### Your tasks
1 > Quote the passage on old timing rules below, between "All in good" and "its elegant simplicity.", inclusive.
2 > In the passage on old timing rules below, why does the 93/94 format use the current rules instead of the old ones?

** START Provided passage **

All in good timing

During my summer vacation, my girlfriend and I took the time to clean out our storage room. Among the gems I found while cleaning was a signed Beta rule book I got as a gift from Viktor "Oldschool" Peterson during BSK 2011 (it was hidden in a Jet Li DVD case). I flipped through it again, and marvelled at its elegant simplicity.

One of the most common questions about the 93/94 format is whether we use old rules or new ones. We use the current rules, mostly due to the fact that old rules are at times pretty confusing (and sometimes contradictory). Today, with some old rule books at hand, we'll take a look at the history of "timing" before the stack came into existence.

That Revised rule book was in my sister's first starter pack from 1994 :) The Ice Age rules are identical to the 4th Ed. rules, apart from the additional page on snow lands and cumulative upkeep.
The rule books went through some major changes with each core set release during the first few years. The differences between e.g. 4th Edition and 5th Edition rules are probably larger than the differences between 10th Edition and M10 rules (when they e.g. removed mana burn, created the exile zone, removed combat damage from the stack, and of course updated the rules on Bands with Others).

Lets start with the original rules. What do they say about timing?

Yeah, that sounds about right. It really does make things simpler. In these days, the rules were very open for local interpretations and encouraged house rules. One of the few examples about timing in the actual rulebook is when a player responds to Terror with Unsummon. As the player cast Unsummon after the Terror, that player may choose which of them resolves first, and can either let the creature die or return it to his or her hand. First-in-last-out (FILO) are about a year away, and rule conflicts are suggested to be solved with coin flips.

Well, if you have a problem with solving rule conflicts with coin flips, at least you get your ante back.
At this time, the rules section in the Duelist helped players understand that Twiddle didn't actually active cards with tap abilities, and that you couldn't cast Lich on your opponent's side of the table. Complex timing was low on the rules agenda.

** END Provided passage **
** START Dataset content **

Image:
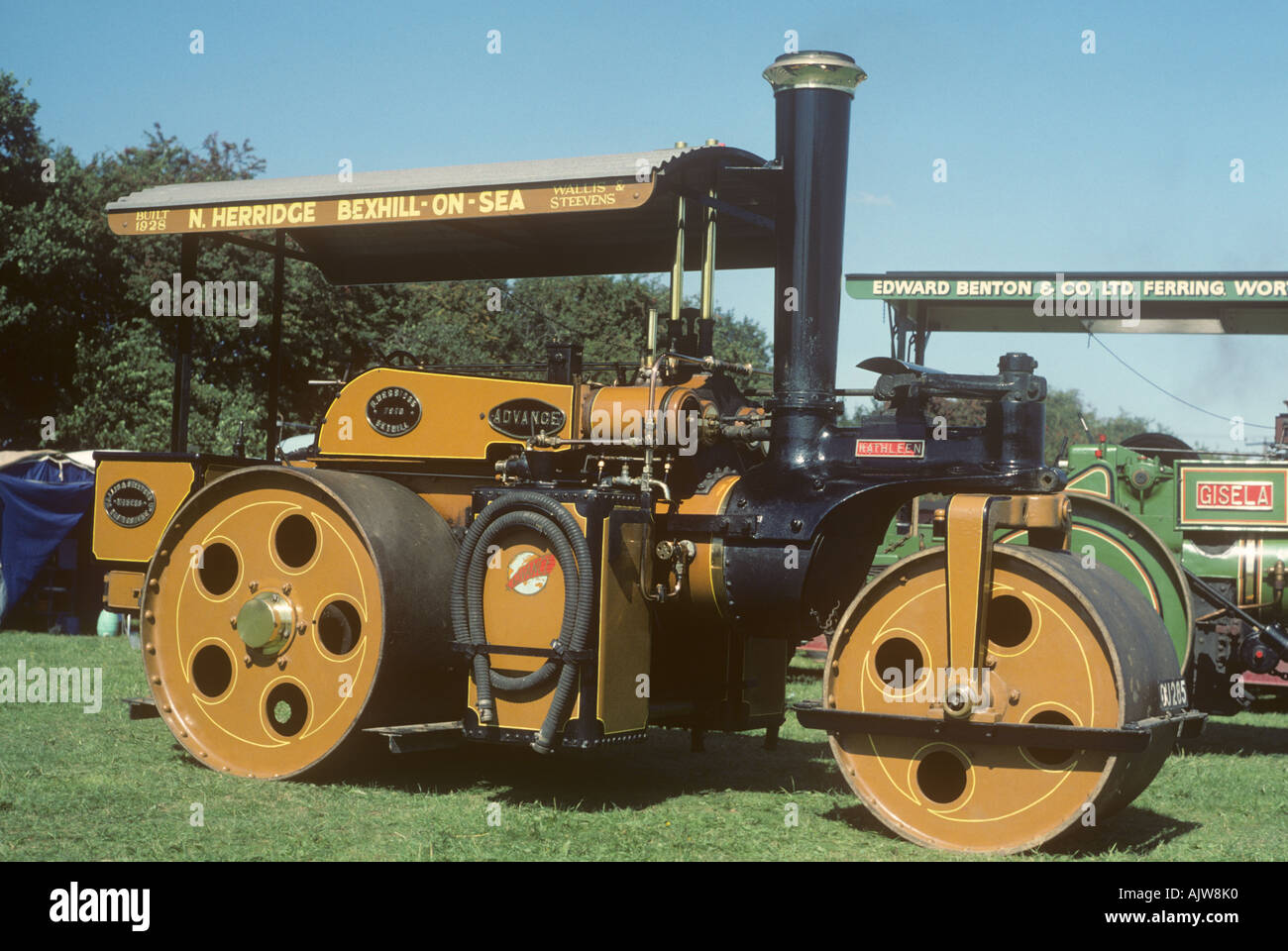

** END Dataset content **

### Answers per task
1 >
All in good timing

During my summer vacation, my girlfriend and I took the time to clean out our storage room. Among the gems I found while cleaning was a signed Beta rule book I got as a gift from Viktor "Oldschool" Peterson during BSK 2011 (it was hidden in a Jet Li DVD case). I flipped through it again, and marvelled at its elegant simplicity.

2 > The 93/94 format uses the current rules mostly because the old rules are at times pretty confusing and sometimes contradictory.